BEGIN TEXT UNDER STUDY

And mind and memory flee
Closed a decade now, it was a crumbling place that had seen better days, a relic of “aul’ decency” patronised by what a colleague would call “dear old things.” Many of the dear old things were from times when Twenty-First Century expectations were unknown, when single rooms with en suite facilities were not expected. It had more the feel of a big house than a nursing home, though the weekly fees were more the rate one would pay in a city hotel. Visits were made in a big drawing room, where residents had their habitual chairs. Visiting more than one person required taking a seat around the room, so loathe were they to give up their accustomed places.
Once a month, on the second Tuesday at eleven o’clock, there was a Holy Communion service. This was no informal gathering around a table, rather it was as full a liturgy as would be found in a parish church. A pianist came to accompany the singing of three hymns, the full traditional language service was used, and the clergyman was expected to robe (so great was the aversion to the idea that a woman might be ordained that one dear old thing regarded the rector being married to a woman priest as sufficient cause to absent herself from the worship, and insisted an outsider come to conduct her funeral). Even a sermon was expected.
The monthly celebration of the sacrament was taken seriously by staff at the home. A table was placed in the centre of the room, covered in a fair, linen cloth and adorned with flowers. The worshippers would gather long before the appointed time and would sit in prayerful silence, those who were not mobile would be wheeled to the room by staff members.
One lady lingers in the memory, let’s call her Marilyn. Marilyn had been a much respected nurse in her working days, a woman who had cared for many people. In her retirement years, the dark shadow of Alzheimer’s Disease had slowly spread its destructive effects through her brain and month by month her capacities seemed further reduced.

END TEXT UNDER STUDY
BEGIN AVAILABLE DATA

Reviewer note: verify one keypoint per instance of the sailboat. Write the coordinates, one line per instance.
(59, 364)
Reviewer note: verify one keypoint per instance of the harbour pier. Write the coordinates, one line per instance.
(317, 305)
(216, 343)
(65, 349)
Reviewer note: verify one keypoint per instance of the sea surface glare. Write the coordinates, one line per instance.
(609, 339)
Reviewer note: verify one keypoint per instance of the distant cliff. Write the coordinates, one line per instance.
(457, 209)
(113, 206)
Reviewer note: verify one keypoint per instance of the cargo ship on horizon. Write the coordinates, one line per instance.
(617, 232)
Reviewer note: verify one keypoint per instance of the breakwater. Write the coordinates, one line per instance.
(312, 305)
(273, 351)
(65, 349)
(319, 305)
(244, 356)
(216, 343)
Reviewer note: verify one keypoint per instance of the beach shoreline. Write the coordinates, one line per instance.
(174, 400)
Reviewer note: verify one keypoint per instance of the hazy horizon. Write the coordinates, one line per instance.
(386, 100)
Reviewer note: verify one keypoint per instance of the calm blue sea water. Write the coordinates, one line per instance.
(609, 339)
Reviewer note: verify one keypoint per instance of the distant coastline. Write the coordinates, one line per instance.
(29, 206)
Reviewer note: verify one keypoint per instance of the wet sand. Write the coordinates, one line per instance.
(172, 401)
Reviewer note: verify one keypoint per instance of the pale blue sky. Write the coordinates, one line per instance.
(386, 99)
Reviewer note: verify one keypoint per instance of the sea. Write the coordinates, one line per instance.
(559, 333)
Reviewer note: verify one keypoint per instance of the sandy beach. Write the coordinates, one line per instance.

END AVAILABLE DATA

» PROBLEMS AND TASKS:
• 1. In the nursing home text, when was the Holy Communion service held?
• 2. Please write out the nursing home text again, starting at "The monthly celebration" and ending at "by staff members.", and swap "flowers" for "candles".

» SOLUTIONS TO EACH TASK:
• 1. Once a month, on the second Tuesday at eleven o'clock.

• 2.
The monthly celebration of the sacrament was taken seriously by staff at the home. A table was placed in the centre of the room, covered in a fair, linen cloth and adorned with candles. The worshippers would gather long before the appointed time and would sit in prayerful silence, those who were not mobile would be wheeled to the room by staff members.